** EXERCISES TO COMPLETE **
1) Reproduce the part of the Tudor book thread below that begins at the words "If you are interested" and stops after the words "absolutely loved it.".
2) Resume the Tudor book thread below, picking up after its last post.

** PASSAGE **
####################

I am really interested in reading both fiction and non fiction books on tudor history. Can you recommed some books for me. I am not undertaking a course just like reading about the period in history
[We periodically get this question, but I don't mind posting it again and again since there are always new books coming out. To see the previous threads just search on "book recommendations" in the sidebar and you'll find threads on general and specific-topic books. - Lara]
I liked David Starkey's "Six Wives" and Alison Weir's "Henry VIII and his Court". Both of these will give you a fairly accurate view of life at Court during the time of Henry VIII. If you are more interested in Queen Elizabeth I, Anne Somerset's "Elizabeth I" is rather good. I really can't think of anything that would do justice to the entire Tudor period. If such a work exists, perhaps Susan H. can let us both know:) Her recommendations are always worth going with!
Anything by Alison Weir, Sandra Worth, Jean Plaidy, or Antonia Fraser gives you good information. Alison Plowden has written many books on Elizabeth I. I'm not a fan of Philippa Gregory's books, but you might enjoy them. Carolyn Meyer's books in the Young Royals Series are meant more for teens but I loved them. The first book in the series, "Mary, Bloody Mary" (guess who its about!), was my favorite and it's more likely to appear in book stores than the other five books in the series. The second to fourth books in the series are about the Tudors, but the fifth to sixth books aren't. The fifth book has a little to do with the Tudors...it's about Catherine de' Medici, the Queen of France during Tudor times.
These are the best recommendations I have. Just let me know if you would like more!
I agree with Em completely about Phillipa Gregory's work. For those of you who have not read "The Other Boleyn Sister", Don't! It was a bad book and was made into an even worse movie.
If you are interested in fiction, Margaret George's "The Autobiography of Henry VIII" is interesting. Speculative, yes. Ridiculous, no.
While I have not read the "Young Royals" series, I do agree that some books meant for young adults are certainly worth a look. I read Gladys Malvern's "The World of Lady Jane Grey" (which was geared for teenagers) many years ago, and absolutely loved it.

####################

** PROVIDED MATERIAL **
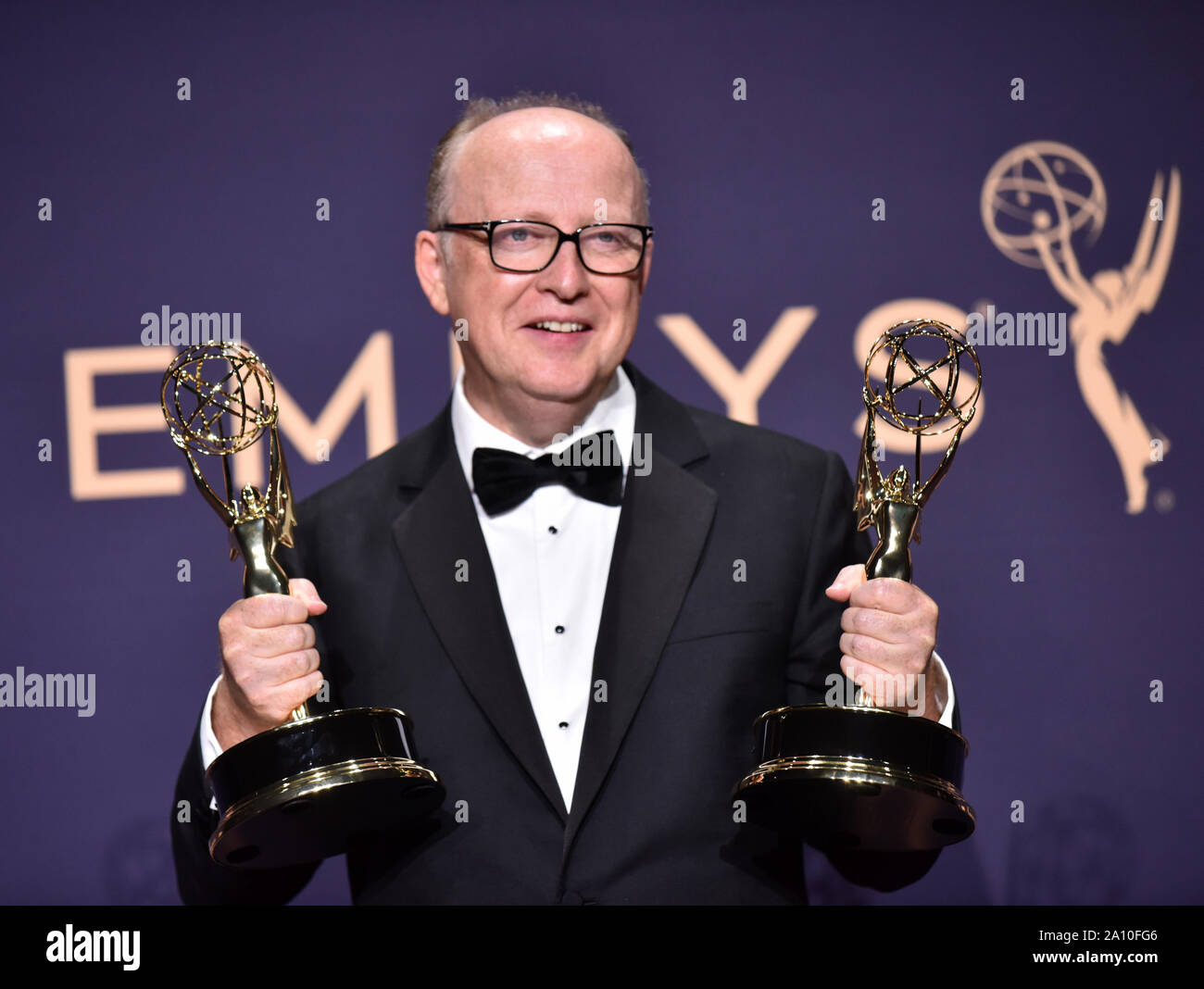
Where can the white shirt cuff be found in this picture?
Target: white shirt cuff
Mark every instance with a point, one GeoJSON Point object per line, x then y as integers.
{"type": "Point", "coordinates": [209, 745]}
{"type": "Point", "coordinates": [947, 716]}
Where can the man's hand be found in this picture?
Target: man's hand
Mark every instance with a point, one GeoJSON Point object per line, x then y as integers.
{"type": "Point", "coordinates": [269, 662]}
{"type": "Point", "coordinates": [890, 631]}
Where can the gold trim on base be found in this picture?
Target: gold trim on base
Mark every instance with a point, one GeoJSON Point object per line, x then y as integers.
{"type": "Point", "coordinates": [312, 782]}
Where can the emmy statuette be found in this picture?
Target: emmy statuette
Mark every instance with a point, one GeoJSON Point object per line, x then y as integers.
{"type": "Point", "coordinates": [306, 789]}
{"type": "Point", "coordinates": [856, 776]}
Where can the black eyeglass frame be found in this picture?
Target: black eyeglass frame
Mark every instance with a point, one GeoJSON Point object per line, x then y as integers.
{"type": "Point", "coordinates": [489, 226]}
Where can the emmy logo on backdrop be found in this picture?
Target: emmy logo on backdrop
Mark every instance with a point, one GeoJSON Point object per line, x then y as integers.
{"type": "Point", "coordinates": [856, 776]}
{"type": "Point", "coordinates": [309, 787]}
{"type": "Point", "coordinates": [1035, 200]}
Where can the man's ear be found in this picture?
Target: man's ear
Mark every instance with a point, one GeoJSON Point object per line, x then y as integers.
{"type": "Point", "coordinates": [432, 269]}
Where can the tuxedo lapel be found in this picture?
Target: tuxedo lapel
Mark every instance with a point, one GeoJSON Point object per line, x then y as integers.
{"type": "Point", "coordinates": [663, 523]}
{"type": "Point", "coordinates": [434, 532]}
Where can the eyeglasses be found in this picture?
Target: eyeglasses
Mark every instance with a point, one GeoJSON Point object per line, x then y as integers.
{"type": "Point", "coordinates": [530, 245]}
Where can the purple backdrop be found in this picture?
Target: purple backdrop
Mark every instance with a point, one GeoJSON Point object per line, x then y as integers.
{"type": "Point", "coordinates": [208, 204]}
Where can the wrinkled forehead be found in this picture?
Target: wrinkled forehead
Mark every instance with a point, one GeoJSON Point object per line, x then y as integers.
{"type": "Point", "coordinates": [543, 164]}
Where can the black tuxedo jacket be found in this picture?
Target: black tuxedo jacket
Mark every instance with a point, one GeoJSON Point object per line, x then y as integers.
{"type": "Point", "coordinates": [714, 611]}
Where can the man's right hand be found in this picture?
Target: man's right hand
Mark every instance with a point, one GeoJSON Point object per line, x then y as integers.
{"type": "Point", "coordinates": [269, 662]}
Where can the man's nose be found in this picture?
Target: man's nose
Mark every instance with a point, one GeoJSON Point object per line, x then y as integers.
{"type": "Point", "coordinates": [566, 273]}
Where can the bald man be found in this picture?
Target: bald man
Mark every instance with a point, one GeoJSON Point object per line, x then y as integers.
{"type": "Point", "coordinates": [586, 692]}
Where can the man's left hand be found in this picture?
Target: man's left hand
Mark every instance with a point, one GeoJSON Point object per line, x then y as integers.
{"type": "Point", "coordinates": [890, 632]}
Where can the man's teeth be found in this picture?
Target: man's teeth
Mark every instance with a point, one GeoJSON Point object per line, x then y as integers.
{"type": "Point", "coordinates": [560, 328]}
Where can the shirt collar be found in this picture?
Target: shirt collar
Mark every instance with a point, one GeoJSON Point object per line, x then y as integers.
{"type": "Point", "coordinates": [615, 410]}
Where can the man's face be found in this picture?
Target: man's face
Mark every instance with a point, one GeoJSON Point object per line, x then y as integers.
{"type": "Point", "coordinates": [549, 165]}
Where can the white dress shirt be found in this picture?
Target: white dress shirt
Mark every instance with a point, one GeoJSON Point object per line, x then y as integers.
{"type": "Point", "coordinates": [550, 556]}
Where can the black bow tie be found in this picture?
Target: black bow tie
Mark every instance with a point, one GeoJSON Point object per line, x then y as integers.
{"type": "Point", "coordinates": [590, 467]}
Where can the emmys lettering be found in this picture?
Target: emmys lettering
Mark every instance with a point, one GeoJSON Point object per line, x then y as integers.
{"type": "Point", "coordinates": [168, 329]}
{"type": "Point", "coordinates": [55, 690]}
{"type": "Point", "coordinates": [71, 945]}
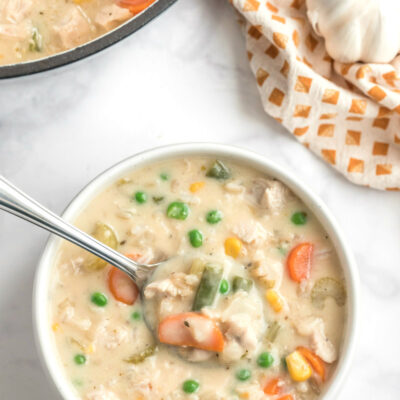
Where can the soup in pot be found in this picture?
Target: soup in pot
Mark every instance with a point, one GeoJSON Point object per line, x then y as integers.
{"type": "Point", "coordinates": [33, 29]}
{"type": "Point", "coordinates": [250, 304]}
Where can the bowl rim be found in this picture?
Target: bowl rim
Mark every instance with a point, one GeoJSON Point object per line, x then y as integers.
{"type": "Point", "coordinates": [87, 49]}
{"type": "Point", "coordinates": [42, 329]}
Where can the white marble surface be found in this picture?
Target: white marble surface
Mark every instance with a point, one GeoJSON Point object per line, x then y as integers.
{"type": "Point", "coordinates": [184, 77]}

####################

** RESPONSES BY ITEM NUMBER **
1)
If you are interested in fiction, Margaret George's "The Autobiography of Henry VIII" is interesting. Speculative, yes. Ridiculous, no.
While I have not read the "Young Royals" series, I do agree that some books meant for young adults are certainly worth a look. I read Gladys Malvern's "The World of Lady Jane Grey" (which was geared for teenagers) many years ago, and absolutely loved it.

2)
AL Rowse The Elizabethan Renaissance - 2 vols.
Non-fiction, covers everything, superb writer, wonderful insights.
Fiction for the mid-Tudor period - Dorothy Dunnett's Lymond series. Titles are Game of Kings, Queen's Play, Disorderly Knights, Pawn in Frankincense, The Ringed Castle, and Checkmate. Impeccably researched, riveting. I re-read the entire series every couple of years.
For non-fiction, John Guy's Tudor England gives a good overview of the kingdom and the people.
Just a thought: If you are interested in the general period, and not only in what was going on with the nobility, I would recommend Norah Loft's "House" books. The author writes about a particular house over several centuries, and the people who lived in this house. The trilogy: "The Town House", "The House at Oldvine", and "The House at Sunset" is absolutely wonderful. Also: "Nethergate", "The Old Priory" and "Bless This House" are terrific.
Thankfully, the author resists the temptation to arrange meetings between her characters and royalty. In real life, such meetings would obviously be unlikely. Highly recommended for anyone who wishes that walls could talk!
Thanks everyone for your help. I am now thinking of undertaking a course in tudor history, does anyone have any suggestions.
Most brilliant Tudor non-fiction: WOLF HALL by Hilary Mantel.
Correction to the previous comment: - "Wolf Hall" is fiction. But I agree, a good book!